**What you have to do**: Reproduce the material below in full, swapping "pin" for "marker" wherever it appears and leaving everything else untouched.
-------------------------
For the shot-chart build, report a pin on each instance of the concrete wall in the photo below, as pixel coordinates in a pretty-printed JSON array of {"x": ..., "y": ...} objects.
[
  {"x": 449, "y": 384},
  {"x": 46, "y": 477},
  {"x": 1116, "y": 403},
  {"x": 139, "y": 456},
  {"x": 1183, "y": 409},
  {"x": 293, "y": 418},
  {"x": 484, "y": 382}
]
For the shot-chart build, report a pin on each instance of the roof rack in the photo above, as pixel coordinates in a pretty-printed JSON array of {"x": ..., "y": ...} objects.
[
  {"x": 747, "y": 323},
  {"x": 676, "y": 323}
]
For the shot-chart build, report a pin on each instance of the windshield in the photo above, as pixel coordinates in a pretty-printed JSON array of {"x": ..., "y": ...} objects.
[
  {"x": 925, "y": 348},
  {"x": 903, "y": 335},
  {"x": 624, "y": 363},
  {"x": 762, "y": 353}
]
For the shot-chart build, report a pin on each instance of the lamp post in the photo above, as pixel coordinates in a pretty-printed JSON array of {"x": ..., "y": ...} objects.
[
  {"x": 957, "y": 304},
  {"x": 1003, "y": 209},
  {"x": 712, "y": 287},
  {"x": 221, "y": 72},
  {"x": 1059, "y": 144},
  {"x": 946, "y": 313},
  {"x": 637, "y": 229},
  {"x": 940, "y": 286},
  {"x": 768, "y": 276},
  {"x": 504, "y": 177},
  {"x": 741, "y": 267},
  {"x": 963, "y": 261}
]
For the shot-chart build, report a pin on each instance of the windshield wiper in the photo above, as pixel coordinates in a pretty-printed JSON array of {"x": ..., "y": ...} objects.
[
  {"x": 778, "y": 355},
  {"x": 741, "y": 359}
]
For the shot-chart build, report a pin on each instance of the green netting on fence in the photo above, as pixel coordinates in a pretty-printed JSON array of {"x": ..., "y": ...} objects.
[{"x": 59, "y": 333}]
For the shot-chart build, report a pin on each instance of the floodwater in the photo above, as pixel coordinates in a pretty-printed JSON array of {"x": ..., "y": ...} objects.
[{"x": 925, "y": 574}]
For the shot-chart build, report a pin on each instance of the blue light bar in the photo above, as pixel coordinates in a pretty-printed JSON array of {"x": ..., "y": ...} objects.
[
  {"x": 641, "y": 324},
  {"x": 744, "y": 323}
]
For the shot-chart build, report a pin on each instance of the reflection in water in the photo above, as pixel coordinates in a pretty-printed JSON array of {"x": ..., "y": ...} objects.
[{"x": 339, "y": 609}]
-------------------------
**Response to the exercise**:
For the shot-chart build, report a marker on each instance of the concrete wall in the photo below, as pixel coordinates in a pretty-printed JSON array of {"x": ..., "y": ...} objects.
[
  {"x": 449, "y": 384},
  {"x": 46, "y": 477},
  {"x": 1116, "y": 403},
  {"x": 139, "y": 456},
  {"x": 1183, "y": 409},
  {"x": 293, "y": 418},
  {"x": 484, "y": 382}
]
For the shot-chart build, report a marker on each instance of the roof rack in the photo above, as pixel coordinates in a pretty-printed JSON array of {"x": ..., "y": ...} objects.
[
  {"x": 747, "y": 323},
  {"x": 676, "y": 323}
]
For the shot-chart build, report a marker on each instance of the windshield in the photo above, as pixel coordinates in a pretty-printed JSON array of {"x": ..., "y": ...} objects.
[
  {"x": 925, "y": 348},
  {"x": 903, "y": 335},
  {"x": 624, "y": 363},
  {"x": 762, "y": 353}
]
For the shot-chart build, report a marker on each instance of the lamp post in the photo above, as pixel coordinates in a pretty-printed JSON array of {"x": ..., "y": ...} objects.
[
  {"x": 957, "y": 304},
  {"x": 1003, "y": 209},
  {"x": 712, "y": 287},
  {"x": 221, "y": 72},
  {"x": 1059, "y": 144},
  {"x": 946, "y": 313},
  {"x": 637, "y": 229},
  {"x": 940, "y": 286},
  {"x": 768, "y": 276},
  {"x": 504, "y": 177},
  {"x": 741, "y": 267},
  {"x": 963, "y": 261}
]
For the shot-chart build, report a marker on each instance of the windshield wiper in the photo above, as pixel coordinates in a pretty-printed JSON array of {"x": ..., "y": ...} objects.
[
  {"x": 778, "y": 355},
  {"x": 741, "y": 359}
]
For the shot-chart build, report a marker on each instance of the green netting on fence in the photo above, as pixel coordinates in a pretty-printed JSON array of {"x": ..., "y": ...} objects.
[{"x": 59, "y": 333}]
For the shot-chart build, report a marker on each instance of the floodwater in the photo above, as pixel coordinates in a pretty-printed JSON array of {"x": ..., "y": ...} objects.
[{"x": 925, "y": 574}]
For the shot-chart build, report a marker on each instance of the blue light bar in the photo above, as pixel coordinates in a pretty-printed JSON array of {"x": ..., "y": ...} objects.
[
  {"x": 641, "y": 324},
  {"x": 744, "y": 323}
]
For the shot-chart build, report a marker on each instance of the reflection in water in the photo above, as pixel coordinates in a pretty-printed JSON array of {"x": ..., "y": ...} objects.
[{"x": 339, "y": 609}]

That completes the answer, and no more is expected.